Exercise requirements:
1. In the recipe blog posts, at what oven temperature are the eggs baked?
2. Write the next part of the recipe blog posts, continuing after their final line.

Wednesday, June 20, 2012

Hard "Baked" Eggs

I am a big egg salad sandwich fan. Loves 'em! But all the egg sandwiches in my past do not compare to the deliciousness of a egg sandwich made from baked eggs. The egg ends up being so creamy and flavorful and so SO  good!

Hard "baked" Egg Sandwich

Place eggs in a muffin pan... using as many eggs as you desire.
place in preheated 300 degree oven 
bake for 23-30 mins

LET COOL

make your egg sandwich as you normally would
( I use only mayo, salt and pepper. I am a simple girl and mustard is just not for me.)

I served this as a wrap using a whole wheat tortilla shell and it was so good!


Monday, June 18, 2012

Homemade Cream Style Corn

SO GOOD! Looks pretty... forgot to take a photo so you will just have to trust me on this.

Homemade Cream Style Corn

20 ounces of cooked, and  fresh cut off the cob corn

1/2 package of cream cheese

1/2 cup of milk


Place corn in pot along with milk and cook until softened, do not bring to boil!

This will take about 10 mins

Add softened cream cheese

mix until creamy

then serve.

Object detection data:

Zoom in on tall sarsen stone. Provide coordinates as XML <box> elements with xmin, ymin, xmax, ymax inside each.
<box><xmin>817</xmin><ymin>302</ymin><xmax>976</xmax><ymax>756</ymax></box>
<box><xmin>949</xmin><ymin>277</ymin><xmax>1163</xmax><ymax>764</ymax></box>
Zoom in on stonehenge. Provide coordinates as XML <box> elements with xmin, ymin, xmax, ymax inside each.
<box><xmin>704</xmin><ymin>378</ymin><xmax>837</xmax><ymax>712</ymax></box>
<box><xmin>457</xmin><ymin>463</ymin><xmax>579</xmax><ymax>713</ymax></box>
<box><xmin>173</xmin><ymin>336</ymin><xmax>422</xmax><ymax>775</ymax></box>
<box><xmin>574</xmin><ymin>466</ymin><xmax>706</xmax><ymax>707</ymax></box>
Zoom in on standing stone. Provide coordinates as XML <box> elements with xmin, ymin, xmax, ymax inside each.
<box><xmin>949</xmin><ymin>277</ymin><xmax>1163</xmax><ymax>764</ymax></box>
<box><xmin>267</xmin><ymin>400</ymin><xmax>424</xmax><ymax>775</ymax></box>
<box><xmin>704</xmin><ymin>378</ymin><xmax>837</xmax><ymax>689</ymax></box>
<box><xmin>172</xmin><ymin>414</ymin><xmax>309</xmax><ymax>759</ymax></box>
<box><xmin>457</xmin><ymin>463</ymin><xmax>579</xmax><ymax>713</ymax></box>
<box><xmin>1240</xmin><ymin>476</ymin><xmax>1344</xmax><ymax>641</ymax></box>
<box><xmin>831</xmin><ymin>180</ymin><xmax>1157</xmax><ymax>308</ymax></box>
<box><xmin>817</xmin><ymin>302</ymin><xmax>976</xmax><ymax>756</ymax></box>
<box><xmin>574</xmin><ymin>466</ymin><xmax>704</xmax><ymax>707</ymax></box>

Answers to the exercise:
1. 300 degrees.

2.
But try not to get big headed listening to all the cheers and "mmm, ahhh" "wow this is so good!" 
 from your almost 3 year old who LOVES what you just made him. 

and enjoy.






Bacon, Egg and Cheese Muffins



These things...super easy to make, I kid you not!

I love them, my almost 3 year old loves them, and they are a requested favorite by the Hubs.

So how do you make them? Well I am gonna tell ya, so take notes cause you will defiantly want to try these!

Oh and did I tell you how super easy and crazy cheap they are??! oh.. I hadn't mentioned that? well, they are!

Bacon, Egg and Cheese Muffins

Makes 10


4 eggs scrambled (in the pan, Not with milk! I have tried both ways and making a scrambled egg mixture, like one normally would, to make scrambled eggs made the insides of these take too long to cook, so just spray your pan, add the eggs and scramble up baby)

Deli Sandwich Cheese ( any kind your heart desires, each slice cut into 4 pieces)

Bacon ( COOKED! and chopped. I used thick cut, but have also used sausage- which in this I prefer more but the Hubs liked the bacon ones more...)

Grands Biscuits ( any flavor- butter, buttermilk, home style)

Ok so, now here comes the fun part... once eggs and Bacon or meat of choice is cooked and ready to devour you take a biscuit, flatten it, place a spoonful of egg in the center, top with cheese, then add the sausage or bacon, Enough to only cover egg and stays in center, you don't want these things TOO full.
Next you fold and pinch....hmm hard to explain... you gather up with sides and bring them together and pinch shut... make sense??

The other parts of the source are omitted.